• **The task**
Please edit the data from its start through the line containing "[[71, 6], [8, 16]]", putting "cream wall" in place of "beige wall" and leaving everything else unchanged. Return only those lines.

[start Records provided]

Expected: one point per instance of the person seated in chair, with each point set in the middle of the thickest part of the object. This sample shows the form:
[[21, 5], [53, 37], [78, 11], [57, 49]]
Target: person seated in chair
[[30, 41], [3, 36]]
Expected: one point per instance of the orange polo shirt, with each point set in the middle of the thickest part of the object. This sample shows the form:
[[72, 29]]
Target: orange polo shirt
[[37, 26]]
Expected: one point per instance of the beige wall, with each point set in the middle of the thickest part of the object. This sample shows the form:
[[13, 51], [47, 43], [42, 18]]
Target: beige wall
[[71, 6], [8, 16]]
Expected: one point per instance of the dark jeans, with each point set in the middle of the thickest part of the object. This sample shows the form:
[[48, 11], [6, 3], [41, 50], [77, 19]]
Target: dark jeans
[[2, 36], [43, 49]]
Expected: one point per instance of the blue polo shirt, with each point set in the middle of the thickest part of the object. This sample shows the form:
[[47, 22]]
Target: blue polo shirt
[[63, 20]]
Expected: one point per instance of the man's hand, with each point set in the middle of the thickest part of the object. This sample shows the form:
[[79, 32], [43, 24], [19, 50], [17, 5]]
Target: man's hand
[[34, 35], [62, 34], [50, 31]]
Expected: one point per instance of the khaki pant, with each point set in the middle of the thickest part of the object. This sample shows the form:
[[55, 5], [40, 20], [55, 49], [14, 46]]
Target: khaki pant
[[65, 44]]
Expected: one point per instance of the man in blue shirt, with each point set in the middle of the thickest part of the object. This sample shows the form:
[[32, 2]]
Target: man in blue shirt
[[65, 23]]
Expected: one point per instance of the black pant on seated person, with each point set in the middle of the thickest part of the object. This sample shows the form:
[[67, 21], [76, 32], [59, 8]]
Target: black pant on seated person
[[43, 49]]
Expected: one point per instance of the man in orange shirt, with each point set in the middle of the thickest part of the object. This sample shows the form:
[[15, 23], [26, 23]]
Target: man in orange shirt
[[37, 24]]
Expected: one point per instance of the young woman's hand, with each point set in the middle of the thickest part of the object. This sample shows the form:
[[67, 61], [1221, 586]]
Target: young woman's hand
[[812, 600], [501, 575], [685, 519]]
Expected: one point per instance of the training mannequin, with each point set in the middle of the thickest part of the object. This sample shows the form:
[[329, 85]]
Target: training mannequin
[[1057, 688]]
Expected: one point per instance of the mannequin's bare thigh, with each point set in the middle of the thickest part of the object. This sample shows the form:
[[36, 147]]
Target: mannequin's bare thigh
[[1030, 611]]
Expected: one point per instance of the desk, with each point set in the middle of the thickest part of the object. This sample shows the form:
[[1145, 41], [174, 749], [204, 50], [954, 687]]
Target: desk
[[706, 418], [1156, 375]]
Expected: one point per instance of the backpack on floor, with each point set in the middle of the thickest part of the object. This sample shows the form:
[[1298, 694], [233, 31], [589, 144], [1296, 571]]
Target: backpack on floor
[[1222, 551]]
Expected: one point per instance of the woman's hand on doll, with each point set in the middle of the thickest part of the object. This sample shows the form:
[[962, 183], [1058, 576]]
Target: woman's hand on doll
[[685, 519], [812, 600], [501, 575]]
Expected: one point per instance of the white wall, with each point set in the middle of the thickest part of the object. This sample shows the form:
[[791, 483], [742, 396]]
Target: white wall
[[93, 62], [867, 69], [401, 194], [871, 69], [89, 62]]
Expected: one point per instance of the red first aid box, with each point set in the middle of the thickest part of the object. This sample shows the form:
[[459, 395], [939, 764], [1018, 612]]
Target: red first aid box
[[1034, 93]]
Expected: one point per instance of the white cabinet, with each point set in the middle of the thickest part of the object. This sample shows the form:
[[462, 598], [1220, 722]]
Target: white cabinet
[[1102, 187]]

[end Records provided]

• **The reply**
Expected: one point per instance of the person seated in chair, with each point set in the middle of the thickest part of the object. This sample shows the form:
[[21, 5], [53, 37], [78, 11], [57, 49]]
Target: person seated in chair
[[30, 41], [3, 36]]
Expected: one point per instance of the orange polo shirt, with each point set in the middle of the thickest part of the object. This sample shows the form:
[[72, 29]]
Target: orange polo shirt
[[37, 26]]
Expected: one point per instance of the cream wall, with each point set in the middle of the thickest part of the object. This sample shows the form:
[[13, 51], [47, 43], [42, 18]]
Target: cream wall
[[71, 6], [8, 16]]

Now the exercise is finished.